**TASK OBJECTIVE:**
Which lines in the records below contain the word "woman"? List each of those lines in full.
[Start INPUT ROWS]
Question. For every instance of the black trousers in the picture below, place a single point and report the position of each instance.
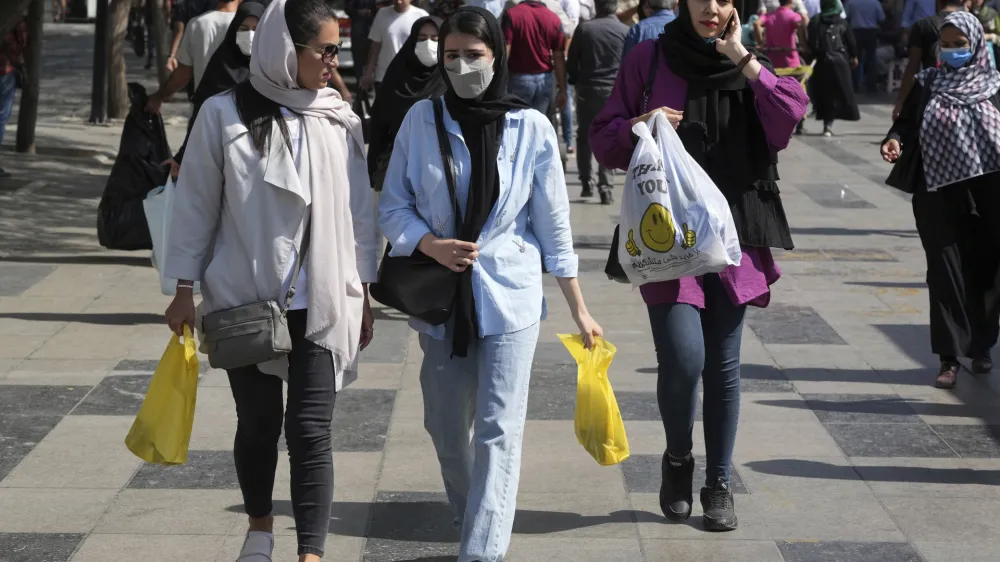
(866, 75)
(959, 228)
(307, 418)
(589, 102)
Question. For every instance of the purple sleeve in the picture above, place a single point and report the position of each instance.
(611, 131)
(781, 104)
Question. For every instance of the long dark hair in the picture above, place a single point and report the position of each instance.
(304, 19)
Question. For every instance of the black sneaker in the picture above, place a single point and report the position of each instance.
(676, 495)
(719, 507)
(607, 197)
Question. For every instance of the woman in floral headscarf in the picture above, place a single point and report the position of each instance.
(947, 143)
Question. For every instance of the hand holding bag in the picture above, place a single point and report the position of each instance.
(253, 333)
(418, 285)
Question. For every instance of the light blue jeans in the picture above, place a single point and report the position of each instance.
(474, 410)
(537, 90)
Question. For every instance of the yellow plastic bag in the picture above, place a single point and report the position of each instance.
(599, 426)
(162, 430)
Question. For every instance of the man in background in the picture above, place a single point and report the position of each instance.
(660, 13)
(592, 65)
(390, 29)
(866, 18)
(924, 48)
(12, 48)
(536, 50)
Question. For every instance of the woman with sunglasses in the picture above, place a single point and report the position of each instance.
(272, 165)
[End INPUT ROWS]
[Start INPUT ROWS]
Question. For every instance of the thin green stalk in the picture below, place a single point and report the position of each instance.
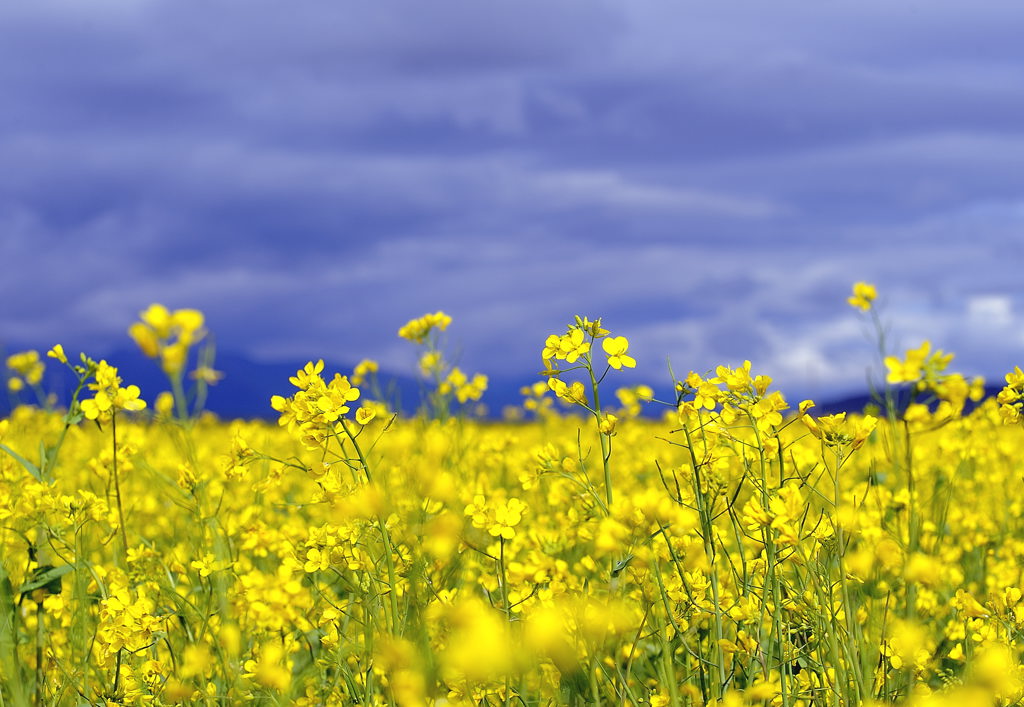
[End INPUT ROWS]
**EXERCISE OUTPUT:**
Question. For every instance of the woman in floral headscarf in the picture above, place a single point and report the position of each instance.
Question. For every instance of the woman with sunglasses in the picture above, place a single point and report the position of each instance.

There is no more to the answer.